_INSTRUCTIONS TO FOLLOW_: Set out exactly, line by line, the stretch of data below that begins at the line containing "Task: point out the cyclist's" and ends at the line containing "[[87, 1191], [117, 392], [370, 775], [249, 689]]", with both ends kept.

[Source records]
= = = = = = =

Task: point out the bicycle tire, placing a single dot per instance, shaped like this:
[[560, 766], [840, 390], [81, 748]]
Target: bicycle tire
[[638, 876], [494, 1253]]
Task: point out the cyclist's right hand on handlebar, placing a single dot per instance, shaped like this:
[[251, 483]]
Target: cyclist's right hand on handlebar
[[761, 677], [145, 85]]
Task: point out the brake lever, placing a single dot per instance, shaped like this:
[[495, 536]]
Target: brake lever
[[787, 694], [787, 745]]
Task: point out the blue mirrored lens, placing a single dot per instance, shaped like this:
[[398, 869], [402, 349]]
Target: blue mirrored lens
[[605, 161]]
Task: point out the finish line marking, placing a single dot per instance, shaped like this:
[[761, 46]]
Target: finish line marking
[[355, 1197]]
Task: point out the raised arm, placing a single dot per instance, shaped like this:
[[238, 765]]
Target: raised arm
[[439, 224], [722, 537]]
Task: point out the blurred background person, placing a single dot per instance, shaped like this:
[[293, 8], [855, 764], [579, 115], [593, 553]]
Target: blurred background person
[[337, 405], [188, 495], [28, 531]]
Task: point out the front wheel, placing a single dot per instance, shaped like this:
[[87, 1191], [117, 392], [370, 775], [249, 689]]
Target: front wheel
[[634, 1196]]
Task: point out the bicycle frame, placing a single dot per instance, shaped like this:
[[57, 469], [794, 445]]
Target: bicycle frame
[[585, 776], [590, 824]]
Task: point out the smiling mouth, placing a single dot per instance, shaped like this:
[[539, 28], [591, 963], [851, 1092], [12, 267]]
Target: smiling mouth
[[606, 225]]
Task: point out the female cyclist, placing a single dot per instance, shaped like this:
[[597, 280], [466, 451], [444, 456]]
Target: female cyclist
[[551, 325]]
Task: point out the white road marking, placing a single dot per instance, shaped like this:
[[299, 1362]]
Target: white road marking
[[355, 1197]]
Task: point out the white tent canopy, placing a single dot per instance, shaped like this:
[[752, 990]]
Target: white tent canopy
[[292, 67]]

= = = = = = =

_YOUR RESPONSE_:
Task: point out the cyclist's right hand on handlebar, placing a single dot per instance, shaped like this:
[[251, 483]]
Target: cyclist's right hand on handlebar
[[761, 677], [145, 85]]
Task: point out the brake lever, placing a single dot per instance, shaped like this:
[[495, 536]]
Target: brake lever
[[787, 694], [787, 745]]
Task: point out the blue mirrored lens, placing a single dot per instance, shaped like this:
[[398, 869], [402, 349]]
Target: blue mirrored lens
[[605, 161]]
Task: point out the finish line marking, placing a single dot per instance, shaped like this:
[[761, 46]]
Target: finish line marking
[[355, 1197]]
Task: point out the raised arm, placing a single dot per instance, shaped like this:
[[238, 765]]
Target: raised arm
[[439, 224], [722, 537]]
Task: point out the blurred background person, placing a single dot per instance, shaped like this:
[[293, 8], [855, 764], [579, 115], [593, 553]]
Target: blurred background person
[[337, 405], [188, 495], [28, 531]]
Task: point out the front wheel, placing a single dot per instance, shaped like this:
[[87, 1191], [117, 392], [370, 775], [249, 689]]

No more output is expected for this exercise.